Le dépassement de la 5e limite planétaire

Selon une étude du Stockholm Resilience Centre (RSC) parue le 18 janvier 2022 dans la revue scientifique Environmental Science & Technology, nous venons de franchir une nouvelle « limite planétaire », la cinquième, celle de la pollution chimique. Selon eux, la production de produits chimiques a été multipliée par 50 depuis le début des années 1950 et pourrait encore tripler d’ici 2050.

A quoi correspondent ces limites ?

Ce concept de limite planétaire a été développé en 2009 par une équipe internationale de chercheurs du RSC. Il définit un espace de développement sûr et juste pour l’humanité, fondé actuellement sur neuf processus biophysiques qui, ensemble, régulent la stabilité de la planète : le changement climatique, l’érosion de la biodiversité, la perturbation des cycles biogéochimiques de l’azote et du phosphore, les changements d’utilisation des sols, l’acidification des océans, l’utilisation mondiale de l’eau, l’appauvrissement de l’ozone stratosphérique, l’augmentation des aérosols dans l’atmosphère, l’introduction d’entités nouvelles dans la biosphère.

Ce sont donc les frontières à l’intérieur desquelles l’humanité peut continuer à se développer et à prospérer pour les générations à venir et qui représentent l’état stable dans lequel la Terre est restée depuis 10 000 ans, depuis l’aube de la civilisation (Holocène)1. « On parle bien d’une limite et non d’une évolution graduelle des conséquences car ces systèmes ne réagissent pas de manière linéaire aux bouleversements. Ils auront tendance à encaisser, à rester stable malgré un déséquilibre de plus en plus fort, jusqu’à arriver à un point de bascule »2. Ce point de bascule représente la rupture de l’équilibre jusqu’alors respecté, un point de non-retour après lequel il sera impossible de revenir à l’état initial. Une fois cet équilibre rompu, il y a de fortes chances que des changements environnementaux importants ou irréversibles se produisent sur l’entièreté du globe3.

== Listing des données ==
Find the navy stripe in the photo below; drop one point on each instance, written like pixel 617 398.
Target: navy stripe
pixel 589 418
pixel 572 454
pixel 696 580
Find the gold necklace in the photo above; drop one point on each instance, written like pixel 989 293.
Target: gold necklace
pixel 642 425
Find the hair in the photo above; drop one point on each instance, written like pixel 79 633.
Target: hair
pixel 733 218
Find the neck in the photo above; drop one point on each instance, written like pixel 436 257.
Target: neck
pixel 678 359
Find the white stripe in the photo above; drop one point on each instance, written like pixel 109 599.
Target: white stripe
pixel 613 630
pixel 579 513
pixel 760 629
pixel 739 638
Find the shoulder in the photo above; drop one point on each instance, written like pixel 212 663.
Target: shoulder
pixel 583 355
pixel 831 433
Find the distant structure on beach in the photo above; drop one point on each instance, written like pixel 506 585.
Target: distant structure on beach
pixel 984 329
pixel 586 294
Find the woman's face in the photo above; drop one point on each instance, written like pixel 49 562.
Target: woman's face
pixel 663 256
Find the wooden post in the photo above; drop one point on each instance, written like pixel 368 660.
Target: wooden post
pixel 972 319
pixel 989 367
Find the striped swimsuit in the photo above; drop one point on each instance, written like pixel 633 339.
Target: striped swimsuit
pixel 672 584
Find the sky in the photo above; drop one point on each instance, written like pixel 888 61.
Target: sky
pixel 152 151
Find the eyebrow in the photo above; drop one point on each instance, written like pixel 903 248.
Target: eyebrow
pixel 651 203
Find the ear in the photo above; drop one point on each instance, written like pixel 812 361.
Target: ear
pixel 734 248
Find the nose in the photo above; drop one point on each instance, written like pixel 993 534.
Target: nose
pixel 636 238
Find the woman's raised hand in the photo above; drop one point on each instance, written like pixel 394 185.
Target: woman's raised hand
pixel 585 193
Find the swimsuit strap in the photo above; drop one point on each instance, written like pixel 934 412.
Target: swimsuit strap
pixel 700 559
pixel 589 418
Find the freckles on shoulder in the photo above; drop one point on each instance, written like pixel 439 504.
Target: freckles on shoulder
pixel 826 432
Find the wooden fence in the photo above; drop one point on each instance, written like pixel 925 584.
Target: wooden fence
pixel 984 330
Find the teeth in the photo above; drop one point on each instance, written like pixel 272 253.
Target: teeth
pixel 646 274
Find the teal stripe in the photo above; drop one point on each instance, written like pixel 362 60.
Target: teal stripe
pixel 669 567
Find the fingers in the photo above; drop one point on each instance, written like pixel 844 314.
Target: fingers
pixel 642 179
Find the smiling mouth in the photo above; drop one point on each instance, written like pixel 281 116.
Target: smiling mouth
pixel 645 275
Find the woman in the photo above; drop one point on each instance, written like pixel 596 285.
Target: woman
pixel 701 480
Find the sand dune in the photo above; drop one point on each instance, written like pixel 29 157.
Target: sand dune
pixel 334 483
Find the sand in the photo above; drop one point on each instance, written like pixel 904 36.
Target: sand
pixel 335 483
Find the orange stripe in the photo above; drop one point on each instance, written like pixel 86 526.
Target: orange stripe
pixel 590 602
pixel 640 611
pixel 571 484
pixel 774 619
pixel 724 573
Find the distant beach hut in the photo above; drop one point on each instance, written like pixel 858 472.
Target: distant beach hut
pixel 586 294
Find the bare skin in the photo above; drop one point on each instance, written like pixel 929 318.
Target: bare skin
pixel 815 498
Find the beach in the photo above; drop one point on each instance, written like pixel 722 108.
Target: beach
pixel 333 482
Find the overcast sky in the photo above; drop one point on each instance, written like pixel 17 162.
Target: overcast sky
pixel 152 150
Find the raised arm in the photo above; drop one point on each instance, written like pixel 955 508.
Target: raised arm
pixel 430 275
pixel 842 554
---
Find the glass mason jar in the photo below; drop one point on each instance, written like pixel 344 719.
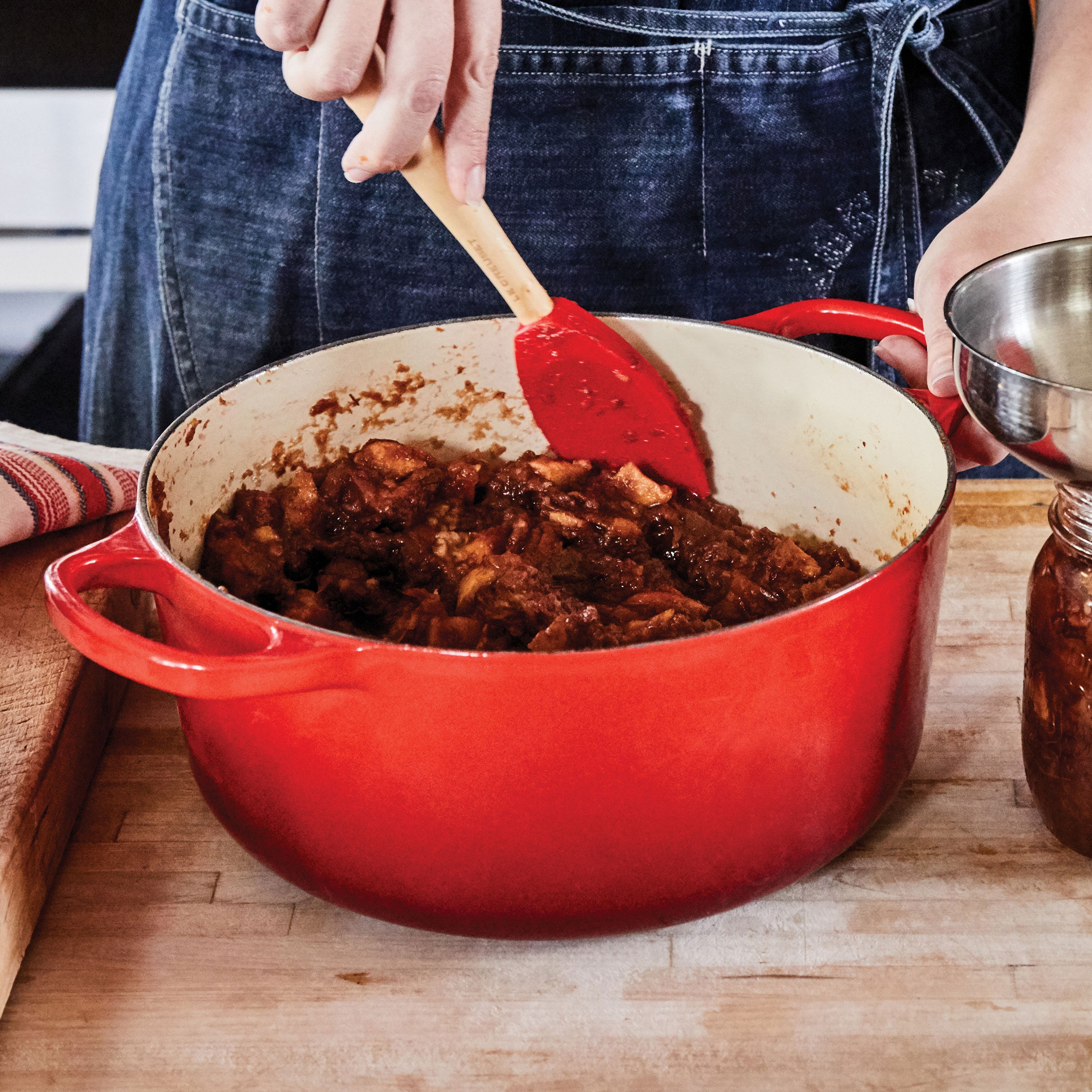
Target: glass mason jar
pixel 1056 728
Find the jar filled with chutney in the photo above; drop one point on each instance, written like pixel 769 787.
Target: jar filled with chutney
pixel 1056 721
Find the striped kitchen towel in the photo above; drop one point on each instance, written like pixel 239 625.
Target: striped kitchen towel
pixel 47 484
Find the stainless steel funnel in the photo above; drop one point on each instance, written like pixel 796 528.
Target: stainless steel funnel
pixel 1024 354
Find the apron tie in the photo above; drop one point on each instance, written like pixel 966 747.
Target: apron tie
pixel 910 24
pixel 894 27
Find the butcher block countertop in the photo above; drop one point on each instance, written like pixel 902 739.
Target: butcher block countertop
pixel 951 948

== Énoncé du problème ==
Recopiez mot pour mot le passage du texte sur les limites planétaires qui va de « Ce concept de » jusqu'à « dans la biosphère. » inclus. Vous n'aurez pas besoin du listing pour cet exercice.

== Corrigé ==
Ce concept de limite planétaire a été développé en 2009 par une équipe internationale de chercheurs du RSC. Il définit un espace de développement sûr et juste pour l’humanité, fondé actuellement sur neuf processus biophysiques qui, ensemble, régulent la stabilité de la planète : le changement climatique, l’érosion de la biodiversité, la perturbation des cycles biogéochimiques de l’azote et du phosphore, les changements d’utilisation des sols, l’acidification des océans, l’utilisation mondiale de l’eau, l’appauvrissement de l’ozone stratosphérique, l’augmentation des aérosols dans l’atmosphère, l’introduction d’entités nouvelles dans la biosphère.